AIM OF THE EXERCISE ▸ Pull every line from the records that has the word "wooden" in it.

Saved entries ▸
Segment Open
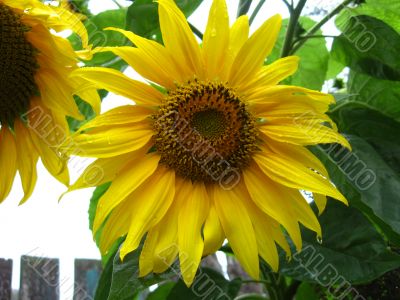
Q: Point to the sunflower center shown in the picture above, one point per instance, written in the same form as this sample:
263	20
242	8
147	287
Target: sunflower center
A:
204	132
17	66
210	123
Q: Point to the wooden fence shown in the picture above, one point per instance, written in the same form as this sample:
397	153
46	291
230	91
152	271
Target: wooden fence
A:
40	279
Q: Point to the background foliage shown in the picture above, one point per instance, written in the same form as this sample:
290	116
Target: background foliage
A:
359	254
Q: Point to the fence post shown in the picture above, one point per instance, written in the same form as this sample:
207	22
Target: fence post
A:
5	279
39	278
87	274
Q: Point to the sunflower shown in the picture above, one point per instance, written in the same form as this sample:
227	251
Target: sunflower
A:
213	149
36	94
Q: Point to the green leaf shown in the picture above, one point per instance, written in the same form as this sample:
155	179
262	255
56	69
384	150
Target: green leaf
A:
244	6
387	11
125	281
251	297
208	284
376	94
334	68
370	46
306	292
312	68
352	250
99	37
104	285
98	192
142	17
161	292
370	173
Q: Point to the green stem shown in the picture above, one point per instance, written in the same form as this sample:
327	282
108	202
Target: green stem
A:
117	3
196	31
256	11
294	19
244	6
289	6
321	23
255	281
320	36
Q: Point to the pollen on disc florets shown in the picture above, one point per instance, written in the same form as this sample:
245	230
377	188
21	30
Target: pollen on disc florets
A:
204	130
17	66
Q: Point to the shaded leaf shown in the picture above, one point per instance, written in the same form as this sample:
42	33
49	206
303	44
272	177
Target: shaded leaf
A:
352	250
208	284
370	46
125	281
312	68
142	17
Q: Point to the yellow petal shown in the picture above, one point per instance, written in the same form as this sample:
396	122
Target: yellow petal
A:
269	198
239	34
109	141
264	235
105	170
167	248
122	115
116	82
150	202
56	93
135	174
293	174
146	259
90	96
27	159
53	160
301	132
274	73
253	53
290	94
216	38
150	59
117	226
213	234
8	161
193	212
320	201
179	39
300	153
303	211
238	228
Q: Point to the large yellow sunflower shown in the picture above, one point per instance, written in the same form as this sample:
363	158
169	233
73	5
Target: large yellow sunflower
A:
213	149
36	94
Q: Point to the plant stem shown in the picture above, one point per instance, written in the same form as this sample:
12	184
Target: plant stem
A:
321	23
244	6
313	37
256	10
196	31
289	6
117	3
294	18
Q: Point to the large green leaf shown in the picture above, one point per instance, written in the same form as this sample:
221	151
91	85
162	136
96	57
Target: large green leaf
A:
142	17
370	46
312	68
372	93
365	178
99	37
387	11
208	284
352	250
126	282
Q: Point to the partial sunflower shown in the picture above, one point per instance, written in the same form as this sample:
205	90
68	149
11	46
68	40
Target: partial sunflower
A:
36	94
219	155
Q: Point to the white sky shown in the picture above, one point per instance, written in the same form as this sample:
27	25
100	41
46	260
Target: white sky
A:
44	227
Segment Closed
EXERCISE ANSWER ▸
Q: Point to the wooden fence shown in the picture above, one point per instance, written in the same form as this sample:
Target: wooden fence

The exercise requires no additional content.